Document excerpt:
******

Albuquerque's painting counters the artwork Retrato de Dona Leopoldina de Habsburgo e seus filhos (1921) (Portrait of Dona Leopoldina of Habsburg and her children), by Domenico Failutti, also made for the celebrations of the Brazilian Independence centenary. The artworks establish a "visual battle", in the way they differ in the depiction of the role of Maria Leopoldina.

On one hand, in her artwork, Albuquerque seemed to have echoed the feminist struggle by putting the princess in the role of historical subject, contradicting the dominant ideology that only domestic roles are fit for women. In a way, the painting "masculinises" the portrayed character. On another hand, Failutti depicted Maria Leopoldina as a stereotyped virtuous mother. That was actually a declared choice by the then director of the Museu Paulista (Paulista Museum) Afonso d'Escragnolle Taunay, when he commissioned the painting to Failutti. In this comparison, Sessão do Conselho de Estado defines a "new woman", contributing to modifying conventional views of genre relations.

******

Provided records:
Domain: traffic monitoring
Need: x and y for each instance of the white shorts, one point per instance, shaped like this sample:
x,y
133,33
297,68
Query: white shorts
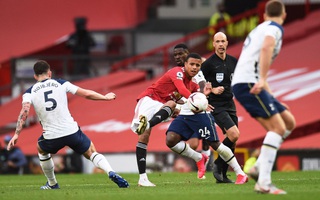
x,y
147,107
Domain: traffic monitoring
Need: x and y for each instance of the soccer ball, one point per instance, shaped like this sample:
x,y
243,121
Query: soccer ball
x,y
197,102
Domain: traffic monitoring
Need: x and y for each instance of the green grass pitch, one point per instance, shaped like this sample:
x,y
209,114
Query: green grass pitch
x,y
174,186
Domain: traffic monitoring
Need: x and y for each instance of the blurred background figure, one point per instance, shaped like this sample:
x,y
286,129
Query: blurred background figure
x,y
13,161
80,43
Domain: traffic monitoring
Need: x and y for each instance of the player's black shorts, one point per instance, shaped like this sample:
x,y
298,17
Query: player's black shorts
x,y
77,141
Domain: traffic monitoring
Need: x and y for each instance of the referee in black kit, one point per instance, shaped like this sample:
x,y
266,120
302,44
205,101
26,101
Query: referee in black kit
x,y
218,69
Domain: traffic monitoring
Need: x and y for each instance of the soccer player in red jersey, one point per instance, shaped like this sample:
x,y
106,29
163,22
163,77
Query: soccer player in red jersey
x,y
158,103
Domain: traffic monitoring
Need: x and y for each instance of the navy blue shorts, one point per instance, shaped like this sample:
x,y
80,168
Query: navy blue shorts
x,y
201,124
262,105
78,141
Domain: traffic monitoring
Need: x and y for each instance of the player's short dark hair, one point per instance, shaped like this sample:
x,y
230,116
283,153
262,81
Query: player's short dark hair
x,y
41,67
274,8
181,45
193,55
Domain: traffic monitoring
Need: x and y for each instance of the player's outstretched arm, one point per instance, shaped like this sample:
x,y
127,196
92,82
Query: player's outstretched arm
x,y
92,95
21,121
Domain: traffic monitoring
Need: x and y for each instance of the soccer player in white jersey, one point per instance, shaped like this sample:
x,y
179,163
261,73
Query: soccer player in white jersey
x,y
188,123
49,99
251,89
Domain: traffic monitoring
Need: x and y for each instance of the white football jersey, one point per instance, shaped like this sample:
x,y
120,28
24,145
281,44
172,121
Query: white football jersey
x,y
185,110
49,99
247,69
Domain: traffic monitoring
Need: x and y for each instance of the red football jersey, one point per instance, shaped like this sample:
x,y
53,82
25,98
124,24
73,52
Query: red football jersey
x,y
171,86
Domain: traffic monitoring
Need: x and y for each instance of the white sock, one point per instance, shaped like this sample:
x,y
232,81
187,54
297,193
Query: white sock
x,y
101,162
185,150
47,166
286,134
267,156
143,176
227,155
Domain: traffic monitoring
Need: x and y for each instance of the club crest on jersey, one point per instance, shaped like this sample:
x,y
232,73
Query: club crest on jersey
x,y
219,77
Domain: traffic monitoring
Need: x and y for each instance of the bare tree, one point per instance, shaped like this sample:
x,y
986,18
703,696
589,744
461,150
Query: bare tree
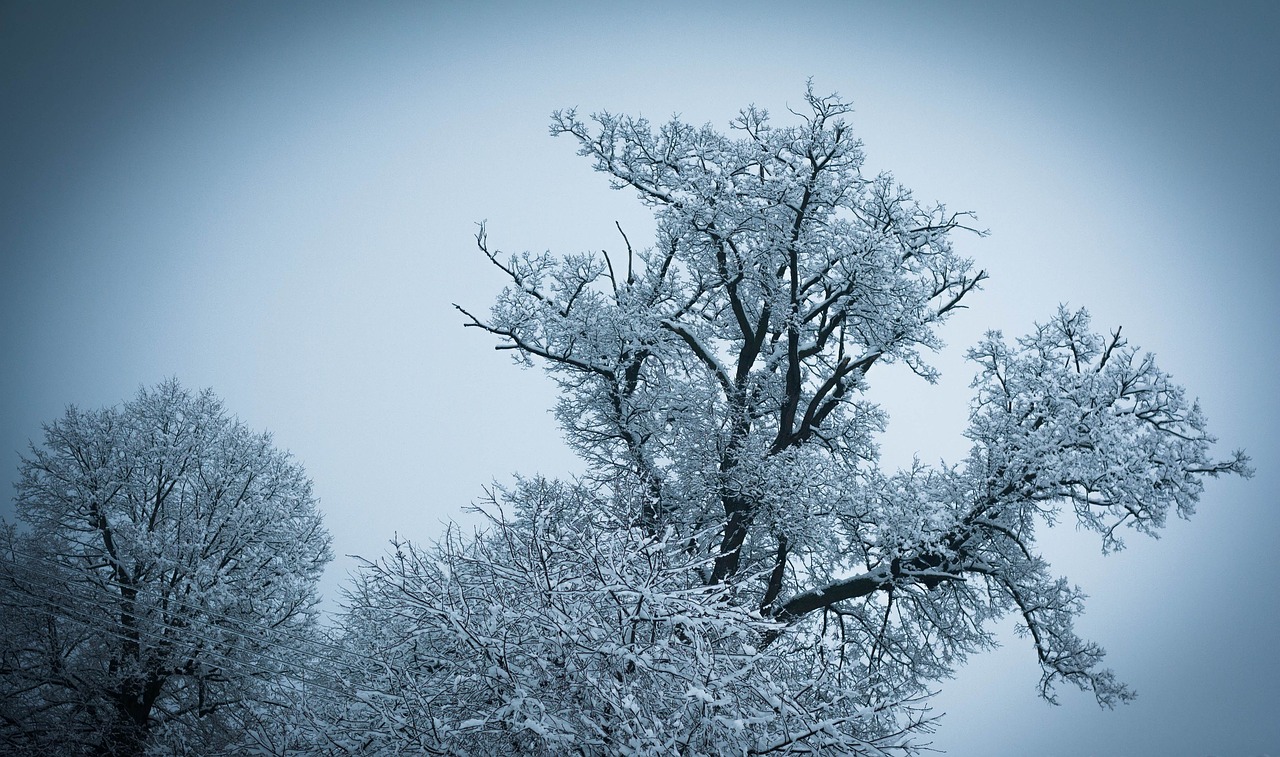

******

Exercise description: Continue the passage about the two centenary paintings of Maria Leopoldina, starting after its final sentence.

Task output:
The portrayal of the princess as protagonist of the Independence also contradicts the academicist convention of depicting women as allegories of the nation, violated by colonisation. An iconic example is the work of Victor Meirelles, who portrays Brazil as a dead nude indigenous woman in Moema. Maria Leopoldina, in Albuquerque's perspective, is not a victim or passive character, but an agent in the process of rupture with colonial status.

== Reception ==
Sessão do Conselho de Estado was exhibited publicly in the Exposition of Contemporary Art and Retrospective Art of the Independence Centenary, that began on 12 November 1922. The painting was selected in 1923, together with artworks by Augusto Bracet, Helios Seelinger and Pedro Paulo Bruno, to be bought by the public art collection, the main prize of this fine arts event with a goal of acquiring works that alluded to the national formation of Brazil. The selection was made by Flexa Ribeiro, Archimedes Memória and Rodolfo Chambelland, with their task being searching for new iconographic portrayals of historical interpretations of independence. Albuquerque's artwork was described afterwards as "the most important" of these new portrayals.

The artwork, particularly due to its size, lead Albuquerque to consolidate herself as an exponent in the academicist movement in Brazil, specially of the Escola Nacional de Belas Artes (National School of Fine Arts), of which she became director in 1952. Furthermore, she is considered exemplar for having consolidated herself as professional painter in a field that until then was fundamentally dominated by men.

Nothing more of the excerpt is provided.